- Task directions -
Set down, word for word, every line of the listing below, starting with the one that contains "card, recorded as pixel coordinates." and ending with the final line. Include nothing else.
- - -
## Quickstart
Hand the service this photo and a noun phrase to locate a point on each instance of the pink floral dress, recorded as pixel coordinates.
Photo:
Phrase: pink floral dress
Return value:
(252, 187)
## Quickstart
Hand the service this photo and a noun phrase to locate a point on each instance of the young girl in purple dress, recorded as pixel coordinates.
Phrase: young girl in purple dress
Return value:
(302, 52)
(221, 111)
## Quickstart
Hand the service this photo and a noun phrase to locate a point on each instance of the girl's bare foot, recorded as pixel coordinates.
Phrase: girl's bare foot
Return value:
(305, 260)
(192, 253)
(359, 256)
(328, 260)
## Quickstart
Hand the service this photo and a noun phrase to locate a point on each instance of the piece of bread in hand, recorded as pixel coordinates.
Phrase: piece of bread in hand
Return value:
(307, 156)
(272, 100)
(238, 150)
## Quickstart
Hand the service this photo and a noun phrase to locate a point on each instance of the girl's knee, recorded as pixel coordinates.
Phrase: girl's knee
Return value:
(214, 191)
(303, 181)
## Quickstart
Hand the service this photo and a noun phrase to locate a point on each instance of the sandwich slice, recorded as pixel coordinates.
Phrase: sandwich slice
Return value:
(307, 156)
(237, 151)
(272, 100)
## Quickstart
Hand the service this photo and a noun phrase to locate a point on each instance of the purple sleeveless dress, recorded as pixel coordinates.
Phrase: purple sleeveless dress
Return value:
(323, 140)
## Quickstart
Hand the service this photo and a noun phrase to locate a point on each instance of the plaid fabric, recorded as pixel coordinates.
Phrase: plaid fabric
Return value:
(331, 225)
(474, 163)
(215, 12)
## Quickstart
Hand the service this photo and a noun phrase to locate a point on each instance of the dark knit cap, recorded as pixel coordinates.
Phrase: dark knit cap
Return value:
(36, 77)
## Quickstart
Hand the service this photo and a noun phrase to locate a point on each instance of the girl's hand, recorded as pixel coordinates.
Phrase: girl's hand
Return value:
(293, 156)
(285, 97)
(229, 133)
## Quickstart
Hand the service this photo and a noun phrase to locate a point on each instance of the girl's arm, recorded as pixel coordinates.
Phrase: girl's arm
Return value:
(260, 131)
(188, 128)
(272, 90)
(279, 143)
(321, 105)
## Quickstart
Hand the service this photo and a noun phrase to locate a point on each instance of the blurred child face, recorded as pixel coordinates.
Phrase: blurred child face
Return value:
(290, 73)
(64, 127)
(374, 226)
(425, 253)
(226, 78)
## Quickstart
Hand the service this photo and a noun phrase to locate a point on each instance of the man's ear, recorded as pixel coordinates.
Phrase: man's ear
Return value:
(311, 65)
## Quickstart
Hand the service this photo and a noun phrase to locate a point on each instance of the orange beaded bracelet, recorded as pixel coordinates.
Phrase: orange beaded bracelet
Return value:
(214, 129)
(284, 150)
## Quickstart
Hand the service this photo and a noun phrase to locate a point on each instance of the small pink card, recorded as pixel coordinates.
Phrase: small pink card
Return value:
- - -
- Exercise response -
Hand the service this photo and a noun phrase to locate a point on each instance of the small pink card, recorded as pixel coordinates.
Phrase: small pink card
Return value:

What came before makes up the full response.